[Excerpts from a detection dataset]

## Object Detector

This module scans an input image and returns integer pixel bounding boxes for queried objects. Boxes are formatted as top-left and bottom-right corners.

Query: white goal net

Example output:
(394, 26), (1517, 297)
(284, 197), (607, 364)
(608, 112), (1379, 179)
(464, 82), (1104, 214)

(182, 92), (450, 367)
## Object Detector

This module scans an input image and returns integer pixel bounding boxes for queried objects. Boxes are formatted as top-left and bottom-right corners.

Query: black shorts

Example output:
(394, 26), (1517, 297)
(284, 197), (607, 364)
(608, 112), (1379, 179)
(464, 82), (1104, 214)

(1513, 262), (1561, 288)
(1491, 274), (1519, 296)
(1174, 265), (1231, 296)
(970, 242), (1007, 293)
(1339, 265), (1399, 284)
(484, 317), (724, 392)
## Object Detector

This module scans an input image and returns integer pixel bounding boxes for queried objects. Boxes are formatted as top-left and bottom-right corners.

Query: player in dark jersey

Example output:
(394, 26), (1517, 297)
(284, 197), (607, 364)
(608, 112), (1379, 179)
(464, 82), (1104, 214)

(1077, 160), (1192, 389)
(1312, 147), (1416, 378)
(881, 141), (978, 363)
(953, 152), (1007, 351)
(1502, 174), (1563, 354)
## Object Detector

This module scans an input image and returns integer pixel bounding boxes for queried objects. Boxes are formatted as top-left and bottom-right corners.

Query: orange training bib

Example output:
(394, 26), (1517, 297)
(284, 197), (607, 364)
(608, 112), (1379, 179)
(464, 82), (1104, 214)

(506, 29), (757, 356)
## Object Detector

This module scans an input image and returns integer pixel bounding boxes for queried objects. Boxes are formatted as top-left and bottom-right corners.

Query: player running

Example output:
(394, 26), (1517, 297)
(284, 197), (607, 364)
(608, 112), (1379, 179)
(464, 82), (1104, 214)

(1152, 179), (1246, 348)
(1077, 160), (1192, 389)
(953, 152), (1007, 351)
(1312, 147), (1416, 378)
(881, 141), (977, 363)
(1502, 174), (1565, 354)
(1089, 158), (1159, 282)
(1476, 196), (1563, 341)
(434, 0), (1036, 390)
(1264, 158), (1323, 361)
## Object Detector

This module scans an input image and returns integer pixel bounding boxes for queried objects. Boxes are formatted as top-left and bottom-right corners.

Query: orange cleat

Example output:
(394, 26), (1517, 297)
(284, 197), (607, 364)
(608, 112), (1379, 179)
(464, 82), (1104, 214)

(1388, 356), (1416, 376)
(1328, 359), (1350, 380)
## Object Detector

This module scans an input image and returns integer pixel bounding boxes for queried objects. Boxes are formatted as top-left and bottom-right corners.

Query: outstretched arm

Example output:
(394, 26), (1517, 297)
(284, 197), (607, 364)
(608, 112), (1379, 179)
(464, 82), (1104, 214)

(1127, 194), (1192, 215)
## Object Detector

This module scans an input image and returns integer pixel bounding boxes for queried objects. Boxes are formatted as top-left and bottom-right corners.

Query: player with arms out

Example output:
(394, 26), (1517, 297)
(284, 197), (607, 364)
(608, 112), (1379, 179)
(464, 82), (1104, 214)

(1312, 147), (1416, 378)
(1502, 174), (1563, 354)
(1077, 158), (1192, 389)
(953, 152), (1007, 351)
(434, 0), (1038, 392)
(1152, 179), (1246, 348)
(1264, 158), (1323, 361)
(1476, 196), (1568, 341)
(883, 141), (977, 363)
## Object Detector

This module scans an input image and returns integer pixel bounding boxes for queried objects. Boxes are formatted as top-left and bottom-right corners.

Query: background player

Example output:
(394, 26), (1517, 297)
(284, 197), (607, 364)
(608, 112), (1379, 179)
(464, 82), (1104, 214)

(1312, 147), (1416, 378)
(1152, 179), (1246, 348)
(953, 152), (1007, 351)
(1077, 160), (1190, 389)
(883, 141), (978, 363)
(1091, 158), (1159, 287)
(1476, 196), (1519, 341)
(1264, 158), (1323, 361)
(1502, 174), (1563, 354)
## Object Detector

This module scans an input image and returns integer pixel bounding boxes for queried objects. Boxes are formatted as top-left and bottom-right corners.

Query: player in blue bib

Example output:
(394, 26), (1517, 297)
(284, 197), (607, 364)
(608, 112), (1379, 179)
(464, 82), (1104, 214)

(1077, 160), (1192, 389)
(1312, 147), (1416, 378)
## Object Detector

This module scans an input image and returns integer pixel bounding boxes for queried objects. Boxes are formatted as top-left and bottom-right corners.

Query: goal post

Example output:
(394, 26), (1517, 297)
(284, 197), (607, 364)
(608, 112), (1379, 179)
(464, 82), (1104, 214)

• _PROBLEM TO WORK ON_: Output every line of the records above as a JSON list of strings, one string per line, with the blank lines left out.

• _OUTPUT OF THE EXERCISE_:
[
  "## Object Detector",
  "This module scans an input image and returns integer pixel bounding boxes for queried objects. Boxes are formatted as top-left and bottom-right corners.",
  "Query: white goal net",
  "Example output:",
  "(394, 26), (1517, 297)",
  "(284, 197), (607, 364)",
  "(608, 112), (1379, 179)",
  "(464, 82), (1104, 214)",
  "(182, 92), (450, 367)",
  "## Object Detector",
  "This module scans an input image and returns integer pixel bounding boxes for queried objects. Boxes are formatted as top-left and bottom-right corners.",
  "Query: black shorts",
  "Example output:",
  "(394, 26), (1517, 297)",
  "(284, 197), (607, 364)",
  "(608, 112), (1379, 179)",
  "(464, 82), (1104, 214)",
  "(1513, 262), (1561, 288)",
  "(1491, 274), (1519, 296)",
  "(1174, 265), (1231, 296)",
  "(970, 242), (1007, 293)",
  "(1339, 265), (1399, 284)",
  "(484, 317), (724, 392)",
  "## Object Detector",
  "This module scans an input image and returns integer pixel bounding boxes for queried objects. Boxes are formatted as top-left and bottom-right corners.",
  "Query: player in dark jersey",
  "Example output:",
  "(394, 26), (1517, 297)",
  "(284, 197), (607, 364)",
  "(608, 112), (1379, 179)",
  "(464, 82), (1104, 214)",
  "(1077, 160), (1192, 389)",
  "(1312, 147), (1416, 378)",
  "(881, 141), (978, 363)",
  "(953, 152), (1007, 351)",
  "(1502, 174), (1563, 354)",
  "## Object Detector",
  "This module scans an input image and returns integer pixel bounding boxes for queried objects. Boxes are formatted as top-left and bottom-right corners.",
  "Query: orange training bib",
  "Example output:",
  "(394, 26), (1517, 297)",
  "(284, 197), (607, 364)",
  "(608, 112), (1379, 179)",
  "(464, 82), (1104, 214)",
  "(506, 29), (757, 356)",
  "## Object Detector",
  "This module scans an input image and returns integer pixel bounding boxes for queried objects. Boxes are formatted as top-left and bottom-right corners.",
  "Query: player running",
  "Example output:",
  "(394, 26), (1517, 297)",
  "(284, 197), (607, 364)",
  "(608, 112), (1379, 179)",
  "(464, 82), (1104, 214)",
  "(1152, 179), (1246, 348)",
  "(1077, 160), (1192, 389)",
  "(953, 152), (1007, 351)",
  "(1312, 147), (1416, 378)",
  "(881, 141), (977, 363)",
  "(1502, 174), (1565, 354)",
  "(1089, 158), (1159, 282)",
  "(1476, 196), (1563, 341)",
  "(434, 0), (1036, 390)",
  "(1264, 158), (1323, 361)",
  "## Object Detector",
  "This module scans an input image and returns integer pixel bounding boxes for queried objects. Boxes are formatted as top-left and bottom-right corners.",
  "Query: orange cleat",
  "Example output:",
  "(394, 26), (1517, 297)",
  "(284, 197), (607, 364)",
  "(608, 112), (1379, 179)",
  "(464, 82), (1104, 214)",
  "(1388, 356), (1416, 376)",
  "(1328, 359), (1350, 380)",
  "## Object Detector",
  "This module scans an input image and returns integer pixel bounding boxes for queried objects. Boxes are formatted as top-left and bottom-right corners.",
  "Query: outstretched arm",
  "Example output:",
  "(394, 26), (1517, 297)",
  "(284, 197), (607, 364)",
  "(608, 112), (1379, 179)",
  "(464, 82), (1104, 214)",
  "(1127, 194), (1192, 215)",
  "## Object Detector",
  "This module scans an input image and returns integer pixel bounding boxes for queried objects. Boxes are formatted as top-left and bottom-right corners.",
  "Query: player with arms out",
  "Example output:",
  "(394, 26), (1517, 297)",
  "(284, 197), (607, 364)",
  "(608, 112), (1379, 179)",
  "(464, 82), (1104, 214)",
  "(1312, 147), (1416, 378)",
  "(1502, 174), (1563, 354)",
  "(1077, 158), (1192, 389)",
  "(953, 152), (1007, 351)",
  "(434, 0), (1038, 392)",
  "(1152, 179), (1246, 348)",
  "(1264, 158), (1323, 361)",
  "(1476, 196), (1568, 341)",
  "(883, 141), (977, 363)",
  "## Object Detector",
  "This module scans an input image and returns integer pixel bounding boxes for queried objects. Boxes are formatted as top-left and bottom-right corners.",
  "Query: background player",
  "Example output:",
  "(394, 26), (1517, 297)",
  "(284, 197), (607, 364)",
  "(608, 112), (1379, 179)",
  "(464, 82), (1104, 214)",
  "(1312, 147), (1416, 378)",
  "(1152, 179), (1246, 348)",
  "(953, 152), (1007, 351)",
  "(1077, 160), (1190, 389)",
  "(883, 141), (978, 363)",
  "(1091, 158), (1159, 287)",
  "(1476, 196), (1519, 341)",
  "(1264, 158), (1323, 361)",
  "(1502, 174), (1563, 354)",
  "## Object Detector",
  "This module scans an input image and returns integer pixel bounding boxes for queried objects. Boxes are formatted as top-left and bottom-right corners.",
  "Query: player in blue bib",
  "Example output:",
  "(394, 26), (1517, 297)",
  "(284, 197), (607, 364)",
  "(608, 112), (1379, 179)",
  "(464, 82), (1104, 214)",
  "(1077, 160), (1192, 389)",
  "(1312, 147), (1416, 378)",
  "## Object Detector",
  "This module scans an input image and returns integer pixel bounding boxes for queried objects. Boxes are formatted as top-left and bottom-right corners.",
  "Query: goal post",
  "Example output:",
  "(394, 26), (1517, 297)",
  "(284, 197), (607, 364)",
  "(608, 112), (1379, 179)",
  "(464, 82), (1104, 214)"
]